[Gespeicherte Einträge aus einer Sammlung]

---*---

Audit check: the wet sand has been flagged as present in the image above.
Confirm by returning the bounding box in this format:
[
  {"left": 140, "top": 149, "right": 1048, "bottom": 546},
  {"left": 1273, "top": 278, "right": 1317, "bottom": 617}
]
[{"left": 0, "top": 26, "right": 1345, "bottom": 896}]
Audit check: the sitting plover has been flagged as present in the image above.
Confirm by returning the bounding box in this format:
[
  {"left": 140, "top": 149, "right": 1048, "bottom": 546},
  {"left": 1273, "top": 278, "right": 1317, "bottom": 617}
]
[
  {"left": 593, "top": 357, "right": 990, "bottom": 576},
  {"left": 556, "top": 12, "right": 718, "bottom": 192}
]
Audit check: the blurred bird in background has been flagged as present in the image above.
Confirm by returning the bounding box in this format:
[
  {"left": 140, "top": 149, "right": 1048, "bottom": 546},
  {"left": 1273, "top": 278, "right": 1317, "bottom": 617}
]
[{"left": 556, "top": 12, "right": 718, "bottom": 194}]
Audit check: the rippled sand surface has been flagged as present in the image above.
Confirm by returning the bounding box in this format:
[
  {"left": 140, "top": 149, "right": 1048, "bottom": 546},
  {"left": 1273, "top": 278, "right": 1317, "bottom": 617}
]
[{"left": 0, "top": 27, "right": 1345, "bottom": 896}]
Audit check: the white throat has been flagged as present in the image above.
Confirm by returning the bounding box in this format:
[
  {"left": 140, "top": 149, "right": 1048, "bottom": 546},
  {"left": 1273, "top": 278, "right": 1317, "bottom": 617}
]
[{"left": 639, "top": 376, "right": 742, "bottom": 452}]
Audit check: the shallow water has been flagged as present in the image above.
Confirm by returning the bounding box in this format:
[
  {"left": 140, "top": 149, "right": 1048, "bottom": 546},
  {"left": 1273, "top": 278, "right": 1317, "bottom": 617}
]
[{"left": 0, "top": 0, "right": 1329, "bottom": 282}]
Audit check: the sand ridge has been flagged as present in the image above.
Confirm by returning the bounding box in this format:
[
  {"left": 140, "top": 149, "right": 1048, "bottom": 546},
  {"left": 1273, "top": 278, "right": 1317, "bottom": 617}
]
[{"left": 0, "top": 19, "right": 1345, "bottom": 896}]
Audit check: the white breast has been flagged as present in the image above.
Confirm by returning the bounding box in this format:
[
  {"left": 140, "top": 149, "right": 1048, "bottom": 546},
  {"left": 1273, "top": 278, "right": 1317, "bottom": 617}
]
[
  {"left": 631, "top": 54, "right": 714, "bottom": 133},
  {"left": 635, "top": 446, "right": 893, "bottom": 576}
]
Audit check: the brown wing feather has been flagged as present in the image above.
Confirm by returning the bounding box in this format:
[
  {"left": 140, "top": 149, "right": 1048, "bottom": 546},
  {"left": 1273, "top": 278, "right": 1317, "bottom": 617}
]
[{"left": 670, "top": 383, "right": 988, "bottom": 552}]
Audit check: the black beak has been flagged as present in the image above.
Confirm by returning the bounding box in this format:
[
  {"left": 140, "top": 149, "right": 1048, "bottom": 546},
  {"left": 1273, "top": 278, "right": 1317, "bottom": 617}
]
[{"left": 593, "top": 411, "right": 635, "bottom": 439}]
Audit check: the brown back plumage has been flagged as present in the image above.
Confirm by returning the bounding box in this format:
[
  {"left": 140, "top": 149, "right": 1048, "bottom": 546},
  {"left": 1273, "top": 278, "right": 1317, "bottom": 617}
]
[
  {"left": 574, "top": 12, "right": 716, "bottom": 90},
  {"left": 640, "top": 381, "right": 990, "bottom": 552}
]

---*---

## DIE AUFGABE:
Schreibe alle Einträge oben Zeile für Zeile unverändert noch einmal ab.

## DIE ANTWORT:
Audit check: the wet sand has been flagged as present in the image above.
Confirm by returning the bounding box in this format:
[
  {"left": 140, "top": 149, "right": 1048, "bottom": 546},
  {"left": 1273, "top": 278, "right": 1317, "bottom": 617}
]
[{"left": 0, "top": 26, "right": 1345, "bottom": 896}]
Audit check: the sitting plover has been flagged as present in the image above.
Confirm by returning the bounding box in this format:
[
  {"left": 140, "top": 149, "right": 1048, "bottom": 546},
  {"left": 1273, "top": 278, "right": 1317, "bottom": 617}
]
[
  {"left": 593, "top": 357, "right": 990, "bottom": 576},
  {"left": 556, "top": 12, "right": 718, "bottom": 192}
]
Audit check: the blurred bird in background has been flagged as present in the image above.
Confirm by returning the bounding box in this format:
[
  {"left": 140, "top": 149, "right": 1048, "bottom": 546},
  {"left": 1273, "top": 278, "right": 1317, "bottom": 617}
]
[{"left": 556, "top": 12, "right": 718, "bottom": 194}]
Audit check: the rippled sand surface has been flagged as present in the image above.
Confirm by returning the bounding box in this format:
[
  {"left": 140, "top": 149, "right": 1048, "bottom": 546},
  {"left": 1273, "top": 278, "right": 1317, "bottom": 617}
]
[{"left": 0, "top": 27, "right": 1345, "bottom": 896}]
Audit check: the white throat has been flagged as present in the image above.
Confirm by returning the bounding box in this format:
[
  {"left": 140, "top": 149, "right": 1048, "bottom": 546},
  {"left": 1273, "top": 278, "right": 1317, "bottom": 617}
]
[{"left": 639, "top": 376, "right": 742, "bottom": 452}]
Audit check: the shallow water has been flagged as present in the image above.
Confirm by returning the bounding box in this format:
[
  {"left": 140, "top": 149, "right": 1048, "bottom": 546},
  {"left": 1273, "top": 278, "right": 1317, "bottom": 617}
]
[{"left": 0, "top": 0, "right": 1329, "bottom": 282}]
Audit check: the sand ridge has been flagged as present in the image above.
Confirm by returning the bounding box in this format:
[
  {"left": 140, "top": 149, "right": 1048, "bottom": 546},
  {"left": 1273, "top": 278, "right": 1317, "bottom": 617}
]
[{"left": 0, "top": 19, "right": 1345, "bottom": 896}]
Audit check: the white breast has been flagged as present in the image above.
Confirm by returning the bounding box in this format:
[
  {"left": 140, "top": 149, "right": 1048, "bottom": 546},
  {"left": 1273, "top": 278, "right": 1317, "bottom": 617}
]
[
  {"left": 631, "top": 54, "right": 714, "bottom": 133},
  {"left": 635, "top": 446, "right": 893, "bottom": 576}
]
Audit check: the brown wing feather has been flagged as present in the image above.
Confirm by returning the bounding box in this format:
[
  {"left": 140, "top": 149, "right": 1048, "bottom": 546},
  {"left": 1273, "top": 278, "right": 1317, "bottom": 617}
]
[{"left": 670, "top": 383, "right": 988, "bottom": 552}]
Audit check: the black beak has been flagged as present in the image above.
Confirm by returning the bounding box in this format:
[
  {"left": 140, "top": 149, "right": 1048, "bottom": 546},
  {"left": 1273, "top": 278, "right": 1317, "bottom": 617}
]
[{"left": 593, "top": 411, "right": 635, "bottom": 439}]
Audit check: the brown back plumage has been flagged as present in the image above.
Confirm by returning the bounding box in this format:
[
  {"left": 140, "top": 149, "right": 1048, "bottom": 546},
  {"left": 1273, "top": 278, "right": 1317, "bottom": 617}
]
[
  {"left": 574, "top": 12, "right": 716, "bottom": 90},
  {"left": 640, "top": 381, "right": 990, "bottom": 552}
]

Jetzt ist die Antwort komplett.